◆ Work order
Repeat the listing exactly, line by line.

◆ Information provided

- Opening Delimiter -

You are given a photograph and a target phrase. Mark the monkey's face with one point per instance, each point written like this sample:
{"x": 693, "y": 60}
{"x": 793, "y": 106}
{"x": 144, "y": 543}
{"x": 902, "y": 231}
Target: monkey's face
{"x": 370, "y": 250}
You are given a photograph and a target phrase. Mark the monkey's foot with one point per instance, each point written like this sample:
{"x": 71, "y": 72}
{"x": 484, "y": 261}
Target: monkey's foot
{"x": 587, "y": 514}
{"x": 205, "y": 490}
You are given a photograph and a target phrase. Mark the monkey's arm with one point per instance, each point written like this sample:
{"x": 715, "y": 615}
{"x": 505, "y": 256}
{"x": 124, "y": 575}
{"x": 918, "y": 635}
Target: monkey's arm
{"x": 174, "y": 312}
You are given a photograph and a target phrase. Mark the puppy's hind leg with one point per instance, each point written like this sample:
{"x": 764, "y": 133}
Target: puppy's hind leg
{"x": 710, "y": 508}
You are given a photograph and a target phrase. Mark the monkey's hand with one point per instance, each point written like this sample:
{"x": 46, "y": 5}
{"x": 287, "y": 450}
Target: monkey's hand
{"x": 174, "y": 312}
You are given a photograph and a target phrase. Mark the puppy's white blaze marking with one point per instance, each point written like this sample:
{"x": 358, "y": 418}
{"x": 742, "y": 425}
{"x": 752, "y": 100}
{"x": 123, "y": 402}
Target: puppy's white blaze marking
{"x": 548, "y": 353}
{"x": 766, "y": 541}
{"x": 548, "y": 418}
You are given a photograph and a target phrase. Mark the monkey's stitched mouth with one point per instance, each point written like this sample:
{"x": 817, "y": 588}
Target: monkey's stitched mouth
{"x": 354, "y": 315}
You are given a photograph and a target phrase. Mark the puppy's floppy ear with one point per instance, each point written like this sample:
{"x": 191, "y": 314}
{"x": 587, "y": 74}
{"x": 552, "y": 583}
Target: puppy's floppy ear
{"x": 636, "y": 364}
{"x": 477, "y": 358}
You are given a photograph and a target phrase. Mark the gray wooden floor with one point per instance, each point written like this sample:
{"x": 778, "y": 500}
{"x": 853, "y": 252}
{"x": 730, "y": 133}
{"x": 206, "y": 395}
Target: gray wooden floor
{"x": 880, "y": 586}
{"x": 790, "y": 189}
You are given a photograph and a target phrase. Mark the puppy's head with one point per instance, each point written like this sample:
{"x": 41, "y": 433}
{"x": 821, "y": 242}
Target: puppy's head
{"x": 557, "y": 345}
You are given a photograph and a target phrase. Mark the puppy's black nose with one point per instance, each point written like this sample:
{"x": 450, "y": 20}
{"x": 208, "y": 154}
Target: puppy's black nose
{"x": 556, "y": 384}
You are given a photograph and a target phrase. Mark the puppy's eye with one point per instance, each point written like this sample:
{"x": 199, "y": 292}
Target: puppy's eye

- Closing Delimiter -

◆ Result
You are given a photograph and a target phrase. Mark the monkey's face with one point per instance, each point written like this sample:
{"x": 693, "y": 60}
{"x": 793, "y": 106}
{"x": 144, "y": 543}
{"x": 902, "y": 231}
Target: monkey's face
{"x": 370, "y": 250}
You are given a photograph and a target phrase. Mark the monkey's foot with one point per instance, each point written like this sample:
{"x": 71, "y": 72}
{"x": 484, "y": 261}
Target: monkey's foot
{"x": 587, "y": 514}
{"x": 205, "y": 490}
You are given a photograph and a target phrase. Mark the monkey's arm with one point per instance, each point written like this sample:
{"x": 715, "y": 615}
{"x": 505, "y": 256}
{"x": 124, "y": 575}
{"x": 918, "y": 635}
Target: monkey's arm
{"x": 174, "y": 312}
You are given a photograph and a target phrase. Mark the puppy's hind leg with one point per instance, each point written like this sample:
{"x": 764, "y": 133}
Target: puppy's hind leg
{"x": 710, "y": 508}
You are given a photograph and a target phrase. Mark the monkey's hand with one point per instance, each point written like this sample:
{"x": 46, "y": 5}
{"x": 287, "y": 450}
Target: monkey's hand
{"x": 174, "y": 312}
You are given a photograph and a target phrase. Mark the puppy's white blaze marking with one point per instance, each point written like this sample:
{"x": 358, "y": 418}
{"x": 742, "y": 425}
{"x": 752, "y": 100}
{"x": 123, "y": 402}
Target: puppy's white blaze marking
{"x": 548, "y": 353}
{"x": 766, "y": 541}
{"x": 548, "y": 418}
You are given a photograph and a target phrase. Mark the monkey's stitched mouth with one point per instance, each point written like this sample:
{"x": 817, "y": 588}
Target: monkey's stitched mouth
{"x": 354, "y": 315}
You are given a photograph and a target phrase. Mark the puppy's floppy ear with one point per instance, each point written like this sample:
{"x": 191, "y": 314}
{"x": 587, "y": 74}
{"x": 552, "y": 583}
Target: puppy's floppy ear
{"x": 636, "y": 364}
{"x": 477, "y": 358}
You are given a photograph and a target phrase. Mark the gray wooden floor with one point per instance, each point written like this sample:
{"x": 778, "y": 500}
{"x": 853, "y": 252}
{"x": 730, "y": 133}
{"x": 206, "y": 395}
Target: gray wooden floor
{"x": 880, "y": 586}
{"x": 790, "y": 189}
You are given a photograph and a target phrase. Mark the puppy's head with one point per instance, each point written like this sample:
{"x": 41, "y": 433}
{"x": 821, "y": 242}
Target: puppy's head
{"x": 557, "y": 345}
You are given a photograph and a target phrase. Mark the puppy's black nose with one point per instance, each point written like this sample:
{"x": 450, "y": 20}
{"x": 208, "y": 154}
Target: puppy's black nose
{"x": 556, "y": 384}
You are given a photograph and a target phrase. Mark the puppy's eye with one point per instance, each point written like this sample:
{"x": 199, "y": 292}
Target: puppy's eye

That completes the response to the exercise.